| WHAT YOU HAVE TO DO |
Transcribe word for word the lines spanning the line with "jersey above? Mark it with a dot." through the end of the records.

MATERIAL FOR THE TASK: Begin

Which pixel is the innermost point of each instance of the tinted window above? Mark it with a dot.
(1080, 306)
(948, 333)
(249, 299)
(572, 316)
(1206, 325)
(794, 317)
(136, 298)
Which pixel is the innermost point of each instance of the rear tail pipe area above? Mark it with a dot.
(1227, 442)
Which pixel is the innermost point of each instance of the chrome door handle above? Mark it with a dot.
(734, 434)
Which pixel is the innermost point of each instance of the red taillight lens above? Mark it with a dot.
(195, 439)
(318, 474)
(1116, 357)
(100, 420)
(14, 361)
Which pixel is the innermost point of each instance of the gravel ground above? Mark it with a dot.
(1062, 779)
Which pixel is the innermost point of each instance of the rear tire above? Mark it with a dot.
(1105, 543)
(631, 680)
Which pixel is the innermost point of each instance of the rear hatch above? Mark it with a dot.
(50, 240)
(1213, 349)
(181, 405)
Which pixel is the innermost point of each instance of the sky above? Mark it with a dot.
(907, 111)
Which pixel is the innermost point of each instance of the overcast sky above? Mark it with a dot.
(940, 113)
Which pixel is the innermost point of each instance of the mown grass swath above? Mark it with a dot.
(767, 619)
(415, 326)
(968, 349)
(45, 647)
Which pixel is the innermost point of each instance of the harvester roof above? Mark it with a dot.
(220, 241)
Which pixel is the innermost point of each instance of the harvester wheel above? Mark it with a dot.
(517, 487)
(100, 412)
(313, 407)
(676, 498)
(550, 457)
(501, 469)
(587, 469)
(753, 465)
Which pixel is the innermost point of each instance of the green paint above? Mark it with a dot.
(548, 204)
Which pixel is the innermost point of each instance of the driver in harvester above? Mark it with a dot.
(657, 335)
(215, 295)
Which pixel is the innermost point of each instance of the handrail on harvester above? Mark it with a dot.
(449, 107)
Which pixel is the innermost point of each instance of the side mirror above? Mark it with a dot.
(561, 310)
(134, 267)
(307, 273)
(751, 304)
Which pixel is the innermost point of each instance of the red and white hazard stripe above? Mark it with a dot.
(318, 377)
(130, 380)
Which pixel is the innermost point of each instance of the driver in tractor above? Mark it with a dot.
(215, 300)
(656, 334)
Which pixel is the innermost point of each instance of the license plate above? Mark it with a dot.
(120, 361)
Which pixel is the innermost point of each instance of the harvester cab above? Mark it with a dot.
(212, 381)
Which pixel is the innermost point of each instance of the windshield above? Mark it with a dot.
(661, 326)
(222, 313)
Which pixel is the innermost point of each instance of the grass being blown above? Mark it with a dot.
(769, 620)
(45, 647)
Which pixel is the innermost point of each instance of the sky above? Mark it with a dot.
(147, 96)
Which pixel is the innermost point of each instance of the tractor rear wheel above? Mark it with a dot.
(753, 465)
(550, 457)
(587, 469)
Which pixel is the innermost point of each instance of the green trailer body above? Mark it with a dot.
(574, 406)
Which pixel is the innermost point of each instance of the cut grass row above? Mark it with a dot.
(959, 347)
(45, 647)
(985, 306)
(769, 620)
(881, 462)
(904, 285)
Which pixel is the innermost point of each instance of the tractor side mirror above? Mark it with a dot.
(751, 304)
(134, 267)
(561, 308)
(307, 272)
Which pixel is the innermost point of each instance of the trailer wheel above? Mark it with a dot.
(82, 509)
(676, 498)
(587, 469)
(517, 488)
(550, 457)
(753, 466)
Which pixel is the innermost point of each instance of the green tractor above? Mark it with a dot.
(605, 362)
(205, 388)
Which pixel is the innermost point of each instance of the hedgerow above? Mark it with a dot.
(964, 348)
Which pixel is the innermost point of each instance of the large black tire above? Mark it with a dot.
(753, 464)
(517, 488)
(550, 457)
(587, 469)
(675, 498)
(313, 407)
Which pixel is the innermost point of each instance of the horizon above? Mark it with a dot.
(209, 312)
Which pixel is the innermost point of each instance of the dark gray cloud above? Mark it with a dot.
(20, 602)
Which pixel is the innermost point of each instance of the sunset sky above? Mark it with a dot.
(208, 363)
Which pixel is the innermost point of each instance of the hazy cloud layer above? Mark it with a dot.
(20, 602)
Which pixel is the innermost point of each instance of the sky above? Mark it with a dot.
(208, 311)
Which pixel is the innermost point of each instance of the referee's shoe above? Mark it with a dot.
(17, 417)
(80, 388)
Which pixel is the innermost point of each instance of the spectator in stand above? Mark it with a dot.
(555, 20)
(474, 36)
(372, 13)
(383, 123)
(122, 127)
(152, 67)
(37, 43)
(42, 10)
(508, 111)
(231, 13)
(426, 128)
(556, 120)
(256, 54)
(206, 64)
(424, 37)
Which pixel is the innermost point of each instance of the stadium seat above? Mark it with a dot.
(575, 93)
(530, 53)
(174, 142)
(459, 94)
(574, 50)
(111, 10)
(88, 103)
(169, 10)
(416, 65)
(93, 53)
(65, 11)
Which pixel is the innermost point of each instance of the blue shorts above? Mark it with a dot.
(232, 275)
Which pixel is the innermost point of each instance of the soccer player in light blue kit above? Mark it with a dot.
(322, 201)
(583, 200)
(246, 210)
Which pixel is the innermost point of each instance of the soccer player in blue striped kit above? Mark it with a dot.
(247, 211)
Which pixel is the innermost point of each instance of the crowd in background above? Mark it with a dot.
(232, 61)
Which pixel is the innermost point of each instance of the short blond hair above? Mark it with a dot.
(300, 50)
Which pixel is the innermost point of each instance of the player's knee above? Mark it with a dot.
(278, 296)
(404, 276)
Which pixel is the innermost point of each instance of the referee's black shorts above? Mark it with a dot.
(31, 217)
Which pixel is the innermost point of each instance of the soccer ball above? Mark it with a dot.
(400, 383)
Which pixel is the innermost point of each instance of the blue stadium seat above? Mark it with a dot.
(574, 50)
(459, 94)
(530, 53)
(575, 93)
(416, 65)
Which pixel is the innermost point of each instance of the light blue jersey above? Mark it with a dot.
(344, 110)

MATERIAL FOR THE TASK: End

| WRITTEN SOLUTION |
Which pixel is the innermost point of each instance of the light blue jersey above? Mark it with a dot.
(344, 110)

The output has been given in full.